#### MATERIAL TO PROCESS

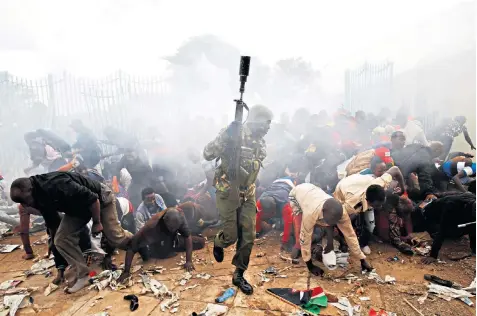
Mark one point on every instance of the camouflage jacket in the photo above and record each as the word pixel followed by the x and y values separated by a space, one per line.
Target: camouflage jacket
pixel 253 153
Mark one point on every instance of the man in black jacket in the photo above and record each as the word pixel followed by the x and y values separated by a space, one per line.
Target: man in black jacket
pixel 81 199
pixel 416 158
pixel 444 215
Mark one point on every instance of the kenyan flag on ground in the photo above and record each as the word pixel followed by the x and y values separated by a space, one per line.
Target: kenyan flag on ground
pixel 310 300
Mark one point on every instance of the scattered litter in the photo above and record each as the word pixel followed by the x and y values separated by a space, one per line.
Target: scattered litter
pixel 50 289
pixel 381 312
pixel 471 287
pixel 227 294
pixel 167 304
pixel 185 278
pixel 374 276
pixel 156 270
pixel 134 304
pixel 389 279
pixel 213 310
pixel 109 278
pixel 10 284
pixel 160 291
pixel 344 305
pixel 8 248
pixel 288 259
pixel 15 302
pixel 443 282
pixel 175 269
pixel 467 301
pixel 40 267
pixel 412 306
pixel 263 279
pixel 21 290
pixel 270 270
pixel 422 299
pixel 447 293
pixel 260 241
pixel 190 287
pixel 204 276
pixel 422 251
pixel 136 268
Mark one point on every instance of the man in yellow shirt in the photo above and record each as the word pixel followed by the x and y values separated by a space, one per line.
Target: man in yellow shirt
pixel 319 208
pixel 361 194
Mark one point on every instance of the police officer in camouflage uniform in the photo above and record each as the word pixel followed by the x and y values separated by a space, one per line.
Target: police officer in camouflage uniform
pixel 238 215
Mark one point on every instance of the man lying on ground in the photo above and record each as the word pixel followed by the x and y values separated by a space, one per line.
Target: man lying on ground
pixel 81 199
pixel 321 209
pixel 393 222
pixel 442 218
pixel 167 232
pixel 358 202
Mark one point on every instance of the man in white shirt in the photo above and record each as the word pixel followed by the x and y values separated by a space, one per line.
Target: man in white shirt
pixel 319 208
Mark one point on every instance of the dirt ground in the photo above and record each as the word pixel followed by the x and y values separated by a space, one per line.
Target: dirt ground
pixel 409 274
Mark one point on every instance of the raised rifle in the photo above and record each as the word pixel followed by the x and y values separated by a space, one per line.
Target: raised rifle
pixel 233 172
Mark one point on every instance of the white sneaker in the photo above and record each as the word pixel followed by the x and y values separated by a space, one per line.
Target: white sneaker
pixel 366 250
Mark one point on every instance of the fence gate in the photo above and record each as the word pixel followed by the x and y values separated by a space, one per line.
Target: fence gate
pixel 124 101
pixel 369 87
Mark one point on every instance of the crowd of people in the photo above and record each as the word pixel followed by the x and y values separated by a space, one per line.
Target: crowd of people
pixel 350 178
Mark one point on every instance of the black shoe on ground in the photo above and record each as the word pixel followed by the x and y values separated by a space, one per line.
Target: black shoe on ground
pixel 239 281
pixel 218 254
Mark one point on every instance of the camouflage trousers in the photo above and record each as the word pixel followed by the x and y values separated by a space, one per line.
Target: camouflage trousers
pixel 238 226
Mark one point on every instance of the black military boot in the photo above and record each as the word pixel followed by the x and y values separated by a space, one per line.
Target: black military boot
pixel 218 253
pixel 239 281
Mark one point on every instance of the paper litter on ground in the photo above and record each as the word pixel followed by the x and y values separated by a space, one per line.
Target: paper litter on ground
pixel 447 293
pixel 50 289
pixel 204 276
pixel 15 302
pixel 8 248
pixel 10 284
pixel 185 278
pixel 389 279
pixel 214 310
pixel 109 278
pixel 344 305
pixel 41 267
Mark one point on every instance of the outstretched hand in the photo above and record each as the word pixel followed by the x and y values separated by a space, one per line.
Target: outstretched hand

#### INSTRUCTIONS TO FOLLOW
Copy the rows above word for word, beginning at the line that contains "Mark one point on every instance of the crowd" and stopping after the line that contains "pixel 218 254".

#### ANSWER FOR THE TASK
Mark one point on every instance of the crowd of people in the photo above and record each as the word pixel followed by the x and y values separated by a space, one per line.
Target: crowd of people
pixel 350 178
Mark one point on every instance of the black shoe on ground in the photo above and record each as the word pixel followed by the x and y values separated by a space, one per line.
Target: black shoe on ground
pixel 239 281
pixel 218 254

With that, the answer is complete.